== TASK BRIEF ==
Each line of the data should be duplicated precisely.

== EXTRACTED RECORDS ==
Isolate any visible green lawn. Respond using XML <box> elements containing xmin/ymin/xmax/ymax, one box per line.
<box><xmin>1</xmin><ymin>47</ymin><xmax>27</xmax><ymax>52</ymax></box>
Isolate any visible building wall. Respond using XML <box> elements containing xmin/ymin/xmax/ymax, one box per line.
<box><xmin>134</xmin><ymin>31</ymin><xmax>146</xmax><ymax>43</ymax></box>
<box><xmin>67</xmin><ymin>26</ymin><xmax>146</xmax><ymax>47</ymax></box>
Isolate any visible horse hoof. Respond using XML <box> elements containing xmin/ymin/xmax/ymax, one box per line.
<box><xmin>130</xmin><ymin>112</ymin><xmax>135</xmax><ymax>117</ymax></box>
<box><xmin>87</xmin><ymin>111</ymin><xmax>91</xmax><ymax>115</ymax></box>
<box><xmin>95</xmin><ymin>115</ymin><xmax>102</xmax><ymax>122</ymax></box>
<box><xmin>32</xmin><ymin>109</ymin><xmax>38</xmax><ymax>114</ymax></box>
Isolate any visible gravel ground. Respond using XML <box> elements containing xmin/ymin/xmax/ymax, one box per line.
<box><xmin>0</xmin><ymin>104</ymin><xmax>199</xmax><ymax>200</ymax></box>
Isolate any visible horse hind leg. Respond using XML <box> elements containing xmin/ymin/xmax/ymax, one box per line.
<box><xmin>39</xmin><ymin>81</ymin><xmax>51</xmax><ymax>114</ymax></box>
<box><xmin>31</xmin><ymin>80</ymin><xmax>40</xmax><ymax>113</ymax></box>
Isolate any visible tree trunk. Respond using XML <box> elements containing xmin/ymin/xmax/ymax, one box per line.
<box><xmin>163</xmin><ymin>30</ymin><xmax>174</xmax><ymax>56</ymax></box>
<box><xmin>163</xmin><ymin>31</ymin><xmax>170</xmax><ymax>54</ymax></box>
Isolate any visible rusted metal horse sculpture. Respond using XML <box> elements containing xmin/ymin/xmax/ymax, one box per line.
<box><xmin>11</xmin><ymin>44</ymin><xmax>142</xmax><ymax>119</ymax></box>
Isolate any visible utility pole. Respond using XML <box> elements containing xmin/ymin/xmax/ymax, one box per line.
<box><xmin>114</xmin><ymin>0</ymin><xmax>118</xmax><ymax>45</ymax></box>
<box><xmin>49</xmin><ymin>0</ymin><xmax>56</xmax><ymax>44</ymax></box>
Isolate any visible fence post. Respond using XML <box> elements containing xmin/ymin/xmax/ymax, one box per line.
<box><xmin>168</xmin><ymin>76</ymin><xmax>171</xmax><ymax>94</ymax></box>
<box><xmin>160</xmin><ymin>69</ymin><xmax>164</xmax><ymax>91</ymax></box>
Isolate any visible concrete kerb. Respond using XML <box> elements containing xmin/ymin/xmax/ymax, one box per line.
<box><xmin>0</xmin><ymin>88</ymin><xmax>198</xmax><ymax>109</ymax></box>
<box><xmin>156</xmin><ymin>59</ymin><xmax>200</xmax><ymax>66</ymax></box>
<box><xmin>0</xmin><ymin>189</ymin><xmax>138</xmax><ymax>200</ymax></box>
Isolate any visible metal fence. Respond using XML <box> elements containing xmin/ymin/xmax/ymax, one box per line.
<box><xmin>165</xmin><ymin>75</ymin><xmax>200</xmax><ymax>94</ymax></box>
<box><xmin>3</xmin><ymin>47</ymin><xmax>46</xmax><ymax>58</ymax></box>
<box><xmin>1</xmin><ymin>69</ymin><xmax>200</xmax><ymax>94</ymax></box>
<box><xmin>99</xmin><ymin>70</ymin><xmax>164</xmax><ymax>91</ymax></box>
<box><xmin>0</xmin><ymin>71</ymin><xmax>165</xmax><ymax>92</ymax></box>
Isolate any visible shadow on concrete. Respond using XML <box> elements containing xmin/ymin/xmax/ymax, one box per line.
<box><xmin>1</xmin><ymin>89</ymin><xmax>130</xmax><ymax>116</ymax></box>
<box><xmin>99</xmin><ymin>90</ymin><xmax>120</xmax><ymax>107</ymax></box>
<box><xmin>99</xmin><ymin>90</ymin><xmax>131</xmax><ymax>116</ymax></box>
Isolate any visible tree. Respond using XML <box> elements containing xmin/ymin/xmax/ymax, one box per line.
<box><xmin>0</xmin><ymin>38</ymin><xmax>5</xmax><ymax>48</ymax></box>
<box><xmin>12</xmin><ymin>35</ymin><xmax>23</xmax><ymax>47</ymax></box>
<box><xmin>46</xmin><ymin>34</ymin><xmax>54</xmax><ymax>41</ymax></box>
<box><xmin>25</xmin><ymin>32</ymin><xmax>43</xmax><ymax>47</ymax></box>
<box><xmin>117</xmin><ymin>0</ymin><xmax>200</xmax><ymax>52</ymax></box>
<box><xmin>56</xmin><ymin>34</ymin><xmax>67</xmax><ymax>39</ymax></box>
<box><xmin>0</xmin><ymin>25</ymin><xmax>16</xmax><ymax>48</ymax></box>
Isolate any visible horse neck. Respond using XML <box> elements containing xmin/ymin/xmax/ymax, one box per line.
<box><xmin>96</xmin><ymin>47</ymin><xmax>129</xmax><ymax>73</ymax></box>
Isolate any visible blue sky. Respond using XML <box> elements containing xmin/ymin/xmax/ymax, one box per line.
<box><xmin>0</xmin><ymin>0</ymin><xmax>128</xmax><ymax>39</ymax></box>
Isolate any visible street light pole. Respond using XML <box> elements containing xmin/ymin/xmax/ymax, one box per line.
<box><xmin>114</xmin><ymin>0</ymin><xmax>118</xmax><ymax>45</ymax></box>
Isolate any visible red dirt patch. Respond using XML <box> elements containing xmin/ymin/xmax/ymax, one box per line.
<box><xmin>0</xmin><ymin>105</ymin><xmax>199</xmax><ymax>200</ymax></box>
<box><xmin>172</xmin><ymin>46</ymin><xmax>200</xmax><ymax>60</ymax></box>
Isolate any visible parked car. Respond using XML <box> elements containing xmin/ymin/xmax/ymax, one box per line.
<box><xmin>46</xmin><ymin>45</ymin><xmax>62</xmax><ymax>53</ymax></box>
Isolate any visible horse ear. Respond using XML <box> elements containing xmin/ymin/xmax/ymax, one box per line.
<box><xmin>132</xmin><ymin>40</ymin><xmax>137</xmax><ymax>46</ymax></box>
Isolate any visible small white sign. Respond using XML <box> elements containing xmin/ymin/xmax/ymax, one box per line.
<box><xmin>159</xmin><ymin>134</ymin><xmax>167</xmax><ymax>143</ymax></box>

== EXPECTED OUTPUT ==
Isolate any visible green lawn. Respond using XML <box> elements containing xmin/ymin/xmax/ymax, one box per line.
<box><xmin>1</xmin><ymin>47</ymin><xmax>27</xmax><ymax>52</ymax></box>
Isolate any visible building wall. Respond using XML <box> elements containing xmin/ymin/xmax/ymax, one box per line.
<box><xmin>134</xmin><ymin>31</ymin><xmax>146</xmax><ymax>43</ymax></box>
<box><xmin>67</xmin><ymin>26</ymin><xmax>146</xmax><ymax>47</ymax></box>
Isolate any visible horse hoof. Respond using XML <box> elements containing xmin/ymin/xmax/ymax, one box per line.
<box><xmin>130</xmin><ymin>112</ymin><xmax>135</xmax><ymax>117</ymax></box>
<box><xmin>87</xmin><ymin>111</ymin><xmax>91</xmax><ymax>115</ymax></box>
<box><xmin>95</xmin><ymin>115</ymin><xmax>102</xmax><ymax>122</ymax></box>
<box><xmin>32</xmin><ymin>109</ymin><xmax>38</xmax><ymax>114</ymax></box>
Isolate any visible gravel ground. Respond using XML <box> elements containing xmin/ymin/xmax/ymax, one box per line.
<box><xmin>0</xmin><ymin>104</ymin><xmax>199</xmax><ymax>200</ymax></box>
Isolate any visible horse hind leg. Respond using XML <box> elements containing xmin/ymin/xmax/ymax, one box per line.
<box><xmin>39</xmin><ymin>81</ymin><xmax>51</xmax><ymax>114</ymax></box>
<box><xmin>31</xmin><ymin>80</ymin><xmax>40</xmax><ymax>113</ymax></box>
Isolate any visible tree trunk. Respond using XML <box> elements containing xmin/ymin/xmax/ymax, one box per line.
<box><xmin>163</xmin><ymin>30</ymin><xmax>174</xmax><ymax>56</ymax></box>
<box><xmin>163</xmin><ymin>31</ymin><xmax>170</xmax><ymax>54</ymax></box>
Isolate any visible rusted metal horse sculpture. Respond using XML <box> elements containing xmin/ymin/xmax/ymax, one box per line.
<box><xmin>11</xmin><ymin>44</ymin><xmax>142</xmax><ymax>119</ymax></box>
Isolate any visible utility pole. Respond using XML <box> elements containing xmin/ymin/xmax/ymax, one box per line.
<box><xmin>114</xmin><ymin>0</ymin><xmax>118</xmax><ymax>45</ymax></box>
<box><xmin>49</xmin><ymin>0</ymin><xmax>56</xmax><ymax>44</ymax></box>
Isolate any visible fence post. Respond using XML <box> elements containing xmin/ymin/xmax/ymax, one box per line.
<box><xmin>168</xmin><ymin>76</ymin><xmax>171</xmax><ymax>94</ymax></box>
<box><xmin>160</xmin><ymin>69</ymin><xmax>164</xmax><ymax>91</ymax></box>
Isolate any visible concrete kerb. Respond using XML <box> elements containing xmin/ymin/xmax/ymax, one box per line.
<box><xmin>0</xmin><ymin>88</ymin><xmax>198</xmax><ymax>109</ymax></box>
<box><xmin>156</xmin><ymin>59</ymin><xmax>200</xmax><ymax>66</ymax></box>
<box><xmin>0</xmin><ymin>189</ymin><xmax>138</xmax><ymax>200</ymax></box>
Isolate any visible metal fence. Respond using XML <box> elements containing xmin/ymin/xmax/ymax, one box per line.
<box><xmin>165</xmin><ymin>75</ymin><xmax>200</xmax><ymax>94</ymax></box>
<box><xmin>3</xmin><ymin>47</ymin><xmax>46</xmax><ymax>58</ymax></box>
<box><xmin>1</xmin><ymin>69</ymin><xmax>200</xmax><ymax>94</ymax></box>
<box><xmin>99</xmin><ymin>70</ymin><xmax>164</xmax><ymax>91</ymax></box>
<box><xmin>0</xmin><ymin>71</ymin><xmax>165</xmax><ymax>92</ymax></box>
Isolate any visible shadow on concrete. Respond using XML <box> elements containing xmin/ymin/xmax/ymax, one box per line.
<box><xmin>1</xmin><ymin>89</ymin><xmax>130</xmax><ymax>116</ymax></box>
<box><xmin>99</xmin><ymin>90</ymin><xmax>120</xmax><ymax>107</ymax></box>
<box><xmin>99</xmin><ymin>90</ymin><xmax>131</xmax><ymax>116</ymax></box>
Isolate any visible tree. Respond using XML <box> elements containing xmin/ymin/xmax/ymax, one box per line.
<box><xmin>0</xmin><ymin>38</ymin><xmax>5</xmax><ymax>48</ymax></box>
<box><xmin>12</xmin><ymin>35</ymin><xmax>23</xmax><ymax>47</ymax></box>
<box><xmin>46</xmin><ymin>34</ymin><xmax>54</xmax><ymax>41</ymax></box>
<box><xmin>25</xmin><ymin>32</ymin><xmax>43</xmax><ymax>47</ymax></box>
<box><xmin>117</xmin><ymin>0</ymin><xmax>200</xmax><ymax>52</ymax></box>
<box><xmin>56</xmin><ymin>34</ymin><xmax>67</xmax><ymax>39</ymax></box>
<box><xmin>0</xmin><ymin>25</ymin><xmax>16</xmax><ymax>48</ymax></box>
Isolate any visible horse neck. Respond using XML <box> elements containing xmin/ymin/xmax/ymax, one box per line.
<box><xmin>96</xmin><ymin>47</ymin><xmax>129</xmax><ymax>73</ymax></box>
Isolate any visible blue sky. Respond using XML <box> elements containing xmin/ymin/xmax/ymax, one box per line.
<box><xmin>0</xmin><ymin>0</ymin><xmax>128</xmax><ymax>39</ymax></box>
Isolate any visible street light pole. Respond using XML <box> elements containing xmin/ymin/xmax/ymax, one box per line.
<box><xmin>114</xmin><ymin>0</ymin><xmax>118</xmax><ymax>45</ymax></box>
Isolate any visible red dirt patch. Respond using XML <box> elements containing xmin/ymin/xmax/ymax, one box per line.
<box><xmin>0</xmin><ymin>105</ymin><xmax>199</xmax><ymax>200</ymax></box>
<box><xmin>172</xmin><ymin>46</ymin><xmax>200</xmax><ymax>60</ymax></box>
Isolate any visible parked car. Respond using XML <box> elements containing xmin/ymin/xmax/ymax, one box per line.
<box><xmin>46</xmin><ymin>45</ymin><xmax>62</xmax><ymax>53</ymax></box>
Isolate any visible horse ear. Respond using XML <box> elements containing xmin/ymin/xmax/ymax, one box per line.
<box><xmin>132</xmin><ymin>40</ymin><xmax>137</xmax><ymax>46</ymax></box>
Isolate any visible small white sign. Respond using XML <box> elements containing xmin/ymin/xmax/ymax, one box per line.
<box><xmin>159</xmin><ymin>134</ymin><xmax>167</xmax><ymax>143</ymax></box>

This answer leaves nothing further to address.